[To do]
(1) In the Shape Up Method passage, who wrote the book that first introduced the method outside Basecamp?
(2) Please duplicate the Shape Up Method passage word for word from "Product leaders shape" to "the given timeframe.".
(3) List every process that the Shape Up Method passage says product development teams use to make meaningful products.

--- start Provided passage ---

Shape Up Method

What is the Shape Up Method?

The Shape Up Method describes the specific processes used by product development teams to shape, bet, and build meaningful products. It gives teams language and specific techniques to address the risks and unknowns at each stage of product development with the ultimate goal of shipping a great product on time.

What’s the History of the Shape Up Method?

The Shape Up Method is based on Basecamp’s own internal product development approach. It was externally introduced in the book Shape Up: Stop Running in Circles and Ship Work that Matters by Ryan Singer, Head of Product Strategy at Basecamp.

According to Singer, “[o]ne of the core tensions in product management is the urgency of day-to-day implementation details vs. the necessity of strategic planning. Left unresolved, this tension leads to a slew of practical problems (missed deadlines, tangled codebases) and low morale.”

It was Basecamp’s own growing pains that led the company to look for a way to address a new set of challenges (e.g., massive projects without clear boundaries and firm deadlines; long-term strategic considerations eclipsed by day-to-day product management issues; and the ability to ship meaningful products on time).

Over time, Basecamp created what would eventually be known as the Shape Up Method. The method aims to better define and prioritize projects before handing off to teams to build and ship.

Why Use this Approach?

The Shape Up Method helps product teams think more deeply about the right problems much earlier in the development process and start shipping meaningful products on time.

Product leaders shape – or define – a project concretely enough so that the team gets moving in the right direction. However, they need to work abstractly enough so that the team maintains its autonomy to develop its own solutions. Shape Up’s six-week work cycle gives teams sufficient time to build a product start to finish. Since the option of bumping out a deadline isn’t part of the Shape Up approach, the team must work efficiently within the given timeframe.

--- end Provided passage ---
--- start Information shown ---

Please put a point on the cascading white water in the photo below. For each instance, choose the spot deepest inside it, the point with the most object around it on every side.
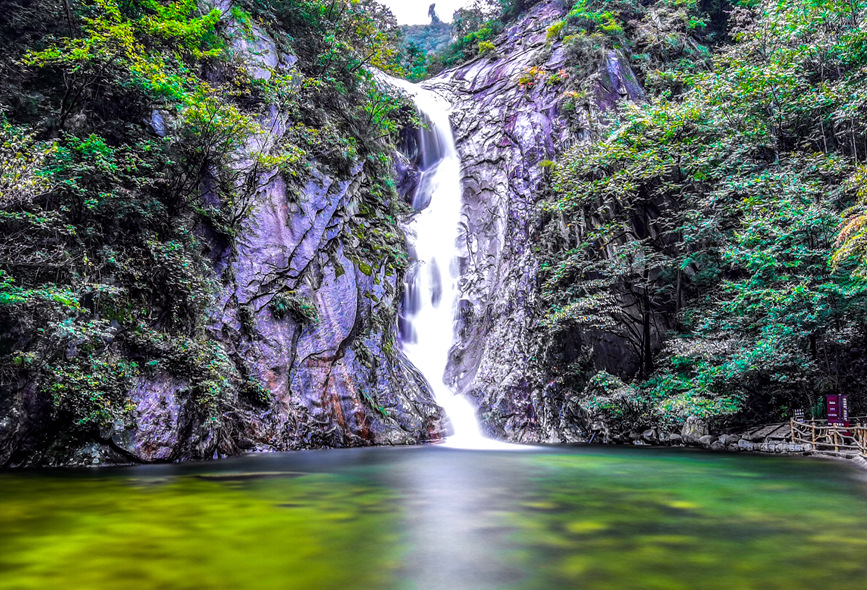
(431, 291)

--- end Information shown ---
--- start Information shown ---

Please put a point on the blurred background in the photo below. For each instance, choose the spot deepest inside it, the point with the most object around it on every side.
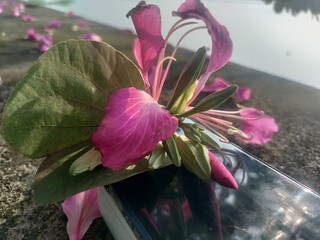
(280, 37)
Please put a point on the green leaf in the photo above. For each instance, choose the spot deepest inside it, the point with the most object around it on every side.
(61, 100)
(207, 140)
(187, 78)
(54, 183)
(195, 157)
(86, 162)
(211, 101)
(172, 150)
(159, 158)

--- end Information shown ---

[Answers below]
(1) Ryan Singer, Head of Product Strategy at Basecamp.

(2)
Product leaders shape – or define – a project concretely enough so that the team gets moving in the right direction. However, they need to work abstractly enough so that the team maintains its autonomy to develop its own solutions. Shape Up’s six-week work cycle gives teams sufficient time to build a product start to finish. Since the option of bumping out a deadline isn’t part of the Shape Up approach, the team must work efficiently within the given timeframe.

(3) Shape, bet, and build.